[SOURCE TEXT]

Little Physicists: The Joy Of Stacks

Sensitivity is somewhat of a recurring topic, and I don't mean the kind where people whinge about offensive statements about Nazi-themed beards on twitter. I mean the sort where you look at your data and try and work out what the hell it is you've managed to detect, if anything.

I've already covered that sensitivity can't really be given as a single number when you're dealing with real data. You have to account for how complete your catalogue is (how many sources present you've detected) and how reliable it is (what fraction of sources you identify correctly). I've also examined in some length how quantifying this can be arguably impossible, which is philosophically interesting even if practically there's bugger all you can do about it.

But I've glossed over sensitivity itself : the capacity to detect things in the first place, even if you don't actually detect anything at all. This is generally easier to grapple with than the statistical problems of completeness and reliability, but there are still subtleties that need to be dealt with. One particular aspect had me tearing my hair out during my PhD, and recent developments have made me realise that this wasn't just me who was thoroughly perplexed. It's one of those features which will seem, I hope, quite obvious when it's stated, but can be completely non-intuitive if no-one tells you what's going on... to some people at least.

Excerpts of pointing data
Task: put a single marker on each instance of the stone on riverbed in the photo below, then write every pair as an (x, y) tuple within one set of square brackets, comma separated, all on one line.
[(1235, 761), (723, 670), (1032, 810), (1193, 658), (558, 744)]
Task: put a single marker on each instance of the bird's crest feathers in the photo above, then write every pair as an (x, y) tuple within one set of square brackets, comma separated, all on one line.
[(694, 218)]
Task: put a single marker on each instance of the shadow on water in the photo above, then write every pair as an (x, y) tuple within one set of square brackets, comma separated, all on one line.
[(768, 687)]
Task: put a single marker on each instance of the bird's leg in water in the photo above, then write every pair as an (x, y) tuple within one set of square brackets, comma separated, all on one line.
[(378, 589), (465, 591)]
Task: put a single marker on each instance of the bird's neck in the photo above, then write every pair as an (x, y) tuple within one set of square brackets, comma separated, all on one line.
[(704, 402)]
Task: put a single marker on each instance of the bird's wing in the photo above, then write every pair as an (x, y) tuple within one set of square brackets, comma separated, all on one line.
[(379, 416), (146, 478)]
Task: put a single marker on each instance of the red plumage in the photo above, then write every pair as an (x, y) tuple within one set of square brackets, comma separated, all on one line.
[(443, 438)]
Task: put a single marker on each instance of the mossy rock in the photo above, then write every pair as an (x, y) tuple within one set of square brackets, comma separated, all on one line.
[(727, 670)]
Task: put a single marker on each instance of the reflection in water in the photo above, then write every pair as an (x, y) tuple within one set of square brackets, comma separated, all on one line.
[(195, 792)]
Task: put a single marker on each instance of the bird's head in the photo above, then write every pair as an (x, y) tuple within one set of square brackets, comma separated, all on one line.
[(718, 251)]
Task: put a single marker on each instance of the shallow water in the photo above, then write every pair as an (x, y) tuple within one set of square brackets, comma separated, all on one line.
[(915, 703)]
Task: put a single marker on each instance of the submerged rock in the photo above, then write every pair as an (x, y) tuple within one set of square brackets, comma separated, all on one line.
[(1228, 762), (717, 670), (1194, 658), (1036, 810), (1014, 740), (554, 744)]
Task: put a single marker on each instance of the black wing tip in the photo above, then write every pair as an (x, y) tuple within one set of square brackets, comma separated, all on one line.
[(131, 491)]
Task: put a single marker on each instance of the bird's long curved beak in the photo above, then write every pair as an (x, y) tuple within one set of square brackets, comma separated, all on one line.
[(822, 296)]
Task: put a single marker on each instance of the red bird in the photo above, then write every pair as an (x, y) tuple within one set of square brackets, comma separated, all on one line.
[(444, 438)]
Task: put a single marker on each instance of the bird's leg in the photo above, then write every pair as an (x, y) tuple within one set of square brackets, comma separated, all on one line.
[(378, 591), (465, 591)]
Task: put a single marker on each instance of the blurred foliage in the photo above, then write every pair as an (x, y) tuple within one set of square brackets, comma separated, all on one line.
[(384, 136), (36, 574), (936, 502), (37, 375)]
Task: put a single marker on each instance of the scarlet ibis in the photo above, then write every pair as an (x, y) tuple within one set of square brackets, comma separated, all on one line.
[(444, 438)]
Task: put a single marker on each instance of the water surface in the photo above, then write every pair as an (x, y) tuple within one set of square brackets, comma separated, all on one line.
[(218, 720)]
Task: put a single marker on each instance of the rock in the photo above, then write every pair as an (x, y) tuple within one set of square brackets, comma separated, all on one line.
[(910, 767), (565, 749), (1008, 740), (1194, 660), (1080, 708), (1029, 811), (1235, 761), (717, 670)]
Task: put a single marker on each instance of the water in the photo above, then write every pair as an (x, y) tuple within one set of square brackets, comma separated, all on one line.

[SHORT EXERCISE 1] Transcribe the section of the sensitivity post that opens with the words containing "But I've glossed" and closes with "people at least.".
[SHORT EXERCISE 2] Recast the paragraph of the sensitivity post beginning "I've already covered that sensitivity" as a short bulleted list that keeps its main points.
[SHORT EXERCISE 3] Please write the next part of the sensitivity post, picking up right after its final sentence.

[OUTPUT 1]
But I've glossed over sensitivity itself : the capacity to detect things in the first place, even if you don't actually detect anything at all. This is generally easier to grapple with than the statistical problems of completeness and reliability, but there are still subtleties that need to be dealt with. One particular aspect had me tearing my hair out during my PhD, and recent developments have made me realise that this wasn't just me who was thoroughly perplexed. It's one of those features which will seem, I hope, quite obvious when it's stated, but can be completely non-intuitive if no-one tells you what's going on... to some people at least.

[OUTPUT 2]
- With real data, sensitivity can't really be given as a single number.
- Completeness must be accounted for: how many of the sources present have been detected.
- Reliability must be accounted for: what fraction of sources are identified correctly.
- Quantifying this can arguably be impossible. That is philosophically interesting, but in practice little can be done about it.

[OUTPUT 3]
Stacking Made Simple

Suppose you target a well-studied region of space with a nice shiny new HI survey. You've already got a lovely optical catalogue, and notwithstanding the problem of completeness, there are plenty of galaxies there you already know the positions and redshifts and all that other gubbins for. You spend ages and ages doing your radio survey, and behold ! Nothing. Nada. Not a single bloody detection. What's an astronomer to do ?

Well, the most obvious answer is to ~~panic and run around the room tearing other people's hair out~~ extract the radio data at the positions of all the known galaxies, add them together and divide the result by the number of objects. This process of averaging the data is called stacking. The idea is that by combining all the different signals, you're essentially doing the equivalent to taking a longer exposure. You're increasing your sensitivity and should be able to detect fainter emission than you could otherwise. Depending on the qualities of your data and the number of galaxies you detect, you might well be able to increase your sensitivity by, oh, say, a factor ten, which is pretty awesome since you don't need to do any new observations. Woohoo, free sensitivity !

Formally, the noise level of your stacked data scales by a factor n^-0.5, where n is the number of galaxies you stack (at least that's the theoretical best expectation; it will usually be a bit worse). In the ideal case, if you have a signal present that's too weak to detect in any individual sections, then averaging those weak values will give you the average value of the signal. In contrast, if you average noise values together, they should be purely random and the more noise you combine the closer you get to zero. So your signal to noise increases, as long as your noise really is purely random or nearly so.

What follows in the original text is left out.